(Data for review)

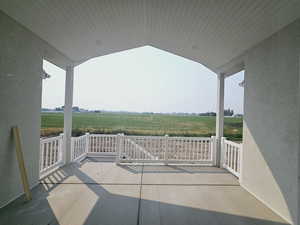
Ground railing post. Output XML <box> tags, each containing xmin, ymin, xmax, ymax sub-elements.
<box><xmin>59</xmin><ymin>133</ymin><xmax>64</xmax><ymax>164</ymax></box>
<box><xmin>116</xmin><ymin>133</ymin><xmax>124</xmax><ymax>164</ymax></box>
<box><xmin>220</xmin><ymin>137</ymin><xmax>226</xmax><ymax>168</ymax></box>
<box><xmin>211</xmin><ymin>136</ymin><xmax>217</xmax><ymax>166</ymax></box>
<box><xmin>85</xmin><ymin>132</ymin><xmax>90</xmax><ymax>156</ymax></box>
<box><xmin>116</xmin><ymin>134</ymin><xmax>121</xmax><ymax>164</ymax></box>
<box><xmin>39</xmin><ymin>138</ymin><xmax>44</xmax><ymax>174</ymax></box>
<box><xmin>238</xmin><ymin>143</ymin><xmax>243</xmax><ymax>182</ymax></box>
<box><xmin>70</xmin><ymin>137</ymin><xmax>74</xmax><ymax>162</ymax></box>
<box><xmin>164</xmin><ymin>134</ymin><xmax>169</xmax><ymax>165</ymax></box>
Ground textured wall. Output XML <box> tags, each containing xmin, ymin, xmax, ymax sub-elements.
<box><xmin>0</xmin><ymin>11</ymin><xmax>71</xmax><ymax>207</ymax></box>
<box><xmin>242</xmin><ymin>19</ymin><xmax>300</xmax><ymax>224</ymax></box>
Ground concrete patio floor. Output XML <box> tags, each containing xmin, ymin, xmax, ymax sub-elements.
<box><xmin>0</xmin><ymin>158</ymin><xmax>289</xmax><ymax>225</ymax></box>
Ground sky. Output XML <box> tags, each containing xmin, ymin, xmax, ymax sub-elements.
<box><xmin>42</xmin><ymin>46</ymin><xmax>244</xmax><ymax>114</ymax></box>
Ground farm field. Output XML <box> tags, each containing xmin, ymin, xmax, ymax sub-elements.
<box><xmin>41</xmin><ymin>112</ymin><xmax>243</xmax><ymax>141</ymax></box>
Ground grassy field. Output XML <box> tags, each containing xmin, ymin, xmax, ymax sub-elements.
<box><xmin>41</xmin><ymin>112</ymin><xmax>243</xmax><ymax>140</ymax></box>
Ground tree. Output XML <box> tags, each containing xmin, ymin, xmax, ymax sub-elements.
<box><xmin>224</xmin><ymin>108</ymin><xmax>234</xmax><ymax>116</ymax></box>
<box><xmin>72</xmin><ymin>106</ymin><xmax>80</xmax><ymax>112</ymax></box>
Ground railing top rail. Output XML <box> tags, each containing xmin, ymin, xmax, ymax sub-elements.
<box><xmin>128</xmin><ymin>135</ymin><xmax>165</xmax><ymax>139</ymax></box>
<box><xmin>224</xmin><ymin>139</ymin><xmax>242</xmax><ymax>148</ymax></box>
<box><xmin>40</xmin><ymin>135</ymin><xmax>63</xmax><ymax>144</ymax></box>
<box><xmin>72</xmin><ymin>135</ymin><xmax>87</xmax><ymax>140</ymax></box>
<box><xmin>76</xmin><ymin>133</ymin><xmax>212</xmax><ymax>141</ymax></box>
<box><xmin>89</xmin><ymin>134</ymin><xmax>117</xmax><ymax>137</ymax></box>
<box><xmin>128</xmin><ymin>135</ymin><xmax>211</xmax><ymax>140</ymax></box>
<box><xmin>168</xmin><ymin>136</ymin><xmax>211</xmax><ymax>140</ymax></box>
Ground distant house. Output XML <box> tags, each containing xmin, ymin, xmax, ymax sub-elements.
<box><xmin>234</xmin><ymin>114</ymin><xmax>243</xmax><ymax>118</ymax></box>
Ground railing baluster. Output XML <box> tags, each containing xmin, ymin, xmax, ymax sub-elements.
<box><xmin>45</xmin><ymin>142</ymin><xmax>49</xmax><ymax>168</ymax></box>
<box><xmin>237</xmin><ymin>146</ymin><xmax>240</xmax><ymax>173</ymax></box>
<box><xmin>231</xmin><ymin>146</ymin><xmax>234</xmax><ymax>170</ymax></box>
<box><xmin>95</xmin><ymin>136</ymin><xmax>98</xmax><ymax>153</ymax></box>
<box><xmin>105</xmin><ymin>136</ymin><xmax>108</xmax><ymax>152</ymax></box>
<box><xmin>104</xmin><ymin>136</ymin><xmax>107</xmax><ymax>152</ymax></box>
<box><xmin>97</xmin><ymin>136</ymin><xmax>100</xmax><ymax>153</ymax></box>
<box><xmin>39</xmin><ymin>142</ymin><xmax>43</xmax><ymax>171</ymax></box>
<box><xmin>41</xmin><ymin>142</ymin><xmax>45</xmax><ymax>170</ymax></box>
<box><xmin>54</xmin><ymin>140</ymin><xmax>58</xmax><ymax>163</ymax></box>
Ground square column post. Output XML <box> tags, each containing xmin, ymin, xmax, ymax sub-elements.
<box><xmin>63</xmin><ymin>65</ymin><xmax>74</xmax><ymax>164</ymax></box>
<box><xmin>216</xmin><ymin>73</ymin><xmax>225</xmax><ymax>167</ymax></box>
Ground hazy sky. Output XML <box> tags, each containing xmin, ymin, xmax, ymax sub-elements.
<box><xmin>42</xmin><ymin>46</ymin><xmax>244</xmax><ymax>114</ymax></box>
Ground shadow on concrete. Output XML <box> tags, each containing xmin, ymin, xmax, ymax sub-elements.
<box><xmin>0</xmin><ymin>160</ymin><xmax>290</xmax><ymax>225</ymax></box>
<box><xmin>83</xmin><ymin>157</ymin><xmax>229</xmax><ymax>174</ymax></box>
<box><xmin>0</xmin><ymin>184</ymin><xmax>60</xmax><ymax>225</ymax></box>
<box><xmin>118</xmin><ymin>164</ymin><xmax>229</xmax><ymax>174</ymax></box>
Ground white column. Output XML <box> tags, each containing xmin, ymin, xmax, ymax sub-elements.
<box><xmin>216</xmin><ymin>73</ymin><xmax>225</xmax><ymax>167</ymax></box>
<box><xmin>63</xmin><ymin>65</ymin><xmax>74</xmax><ymax>164</ymax></box>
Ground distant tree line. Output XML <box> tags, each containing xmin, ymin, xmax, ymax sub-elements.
<box><xmin>42</xmin><ymin>106</ymin><xmax>240</xmax><ymax>117</ymax></box>
<box><xmin>224</xmin><ymin>108</ymin><xmax>234</xmax><ymax>116</ymax></box>
<box><xmin>199</xmin><ymin>108</ymin><xmax>235</xmax><ymax>117</ymax></box>
<box><xmin>199</xmin><ymin>112</ymin><xmax>216</xmax><ymax>116</ymax></box>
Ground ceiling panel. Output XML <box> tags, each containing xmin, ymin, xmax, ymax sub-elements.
<box><xmin>0</xmin><ymin>0</ymin><xmax>299</xmax><ymax>71</ymax></box>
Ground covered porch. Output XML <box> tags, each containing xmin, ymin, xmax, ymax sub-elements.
<box><xmin>0</xmin><ymin>158</ymin><xmax>287</xmax><ymax>225</ymax></box>
<box><xmin>0</xmin><ymin>1</ymin><xmax>299</xmax><ymax>225</ymax></box>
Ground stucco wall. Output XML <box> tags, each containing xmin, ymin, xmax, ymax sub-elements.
<box><xmin>242</xmin><ymin>19</ymin><xmax>300</xmax><ymax>224</ymax></box>
<box><xmin>298</xmin><ymin>53</ymin><xmax>300</xmax><ymax>225</ymax></box>
<box><xmin>0</xmin><ymin>11</ymin><xmax>72</xmax><ymax>207</ymax></box>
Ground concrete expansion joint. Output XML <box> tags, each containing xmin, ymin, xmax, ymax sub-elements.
<box><xmin>136</xmin><ymin>163</ymin><xmax>144</xmax><ymax>225</ymax></box>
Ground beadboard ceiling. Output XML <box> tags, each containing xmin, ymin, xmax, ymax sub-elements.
<box><xmin>0</xmin><ymin>0</ymin><xmax>299</xmax><ymax>71</ymax></box>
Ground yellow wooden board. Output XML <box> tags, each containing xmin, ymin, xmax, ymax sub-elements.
<box><xmin>12</xmin><ymin>126</ymin><xmax>32</xmax><ymax>201</ymax></box>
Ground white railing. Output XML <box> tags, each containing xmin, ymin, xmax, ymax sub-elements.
<box><xmin>222</xmin><ymin>138</ymin><xmax>242</xmax><ymax>177</ymax></box>
<box><xmin>88</xmin><ymin>134</ymin><xmax>118</xmax><ymax>156</ymax></box>
<box><xmin>118</xmin><ymin>137</ymin><xmax>157</xmax><ymax>161</ymax></box>
<box><xmin>167</xmin><ymin>136</ymin><xmax>213</xmax><ymax>163</ymax></box>
<box><xmin>121</xmin><ymin>135</ymin><xmax>166</xmax><ymax>161</ymax></box>
<box><xmin>39</xmin><ymin>134</ymin><xmax>64</xmax><ymax>178</ymax></box>
<box><xmin>118</xmin><ymin>135</ymin><xmax>215</xmax><ymax>165</ymax></box>
<box><xmin>71</xmin><ymin>133</ymin><xmax>88</xmax><ymax>161</ymax></box>
<box><xmin>39</xmin><ymin>134</ymin><xmax>242</xmax><ymax>179</ymax></box>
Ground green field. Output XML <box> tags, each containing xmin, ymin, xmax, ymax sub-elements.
<box><xmin>41</xmin><ymin>112</ymin><xmax>243</xmax><ymax>140</ymax></box>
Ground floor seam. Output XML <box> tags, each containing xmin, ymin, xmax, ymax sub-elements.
<box><xmin>40</xmin><ymin>182</ymin><xmax>239</xmax><ymax>187</ymax></box>
<box><xmin>40</xmin><ymin>182</ymin><xmax>141</xmax><ymax>185</ymax></box>
<box><xmin>136</xmin><ymin>163</ymin><xmax>144</xmax><ymax>225</ymax></box>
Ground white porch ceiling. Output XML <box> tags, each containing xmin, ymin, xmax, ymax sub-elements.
<box><xmin>0</xmin><ymin>0</ymin><xmax>299</xmax><ymax>72</ymax></box>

(End Data for review)

Working down from the line that contains "Ground green field.", retype each line exactly through the last line of the data, and give nothing else.

Ground green field. Output XML <box> tags, each containing xmin, ymin, xmax, ymax sub-elements.
<box><xmin>41</xmin><ymin>112</ymin><xmax>243</xmax><ymax>140</ymax></box>
Ground floor seam. Output XML <box> tags, each containing xmin, ymin, xmax, ymax sub-elements.
<box><xmin>40</xmin><ymin>182</ymin><xmax>239</xmax><ymax>187</ymax></box>
<box><xmin>40</xmin><ymin>182</ymin><xmax>141</xmax><ymax>185</ymax></box>
<box><xmin>136</xmin><ymin>163</ymin><xmax>144</xmax><ymax>225</ymax></box>
Ground white porch ceiling. Output XML <box> tags, each containing xmin, ymin, xmax, ymax sub-elements.
<box><xmin>0</xmin><ymin>0</ymin><xmax>299</xmax><ymax>72</ymax></box>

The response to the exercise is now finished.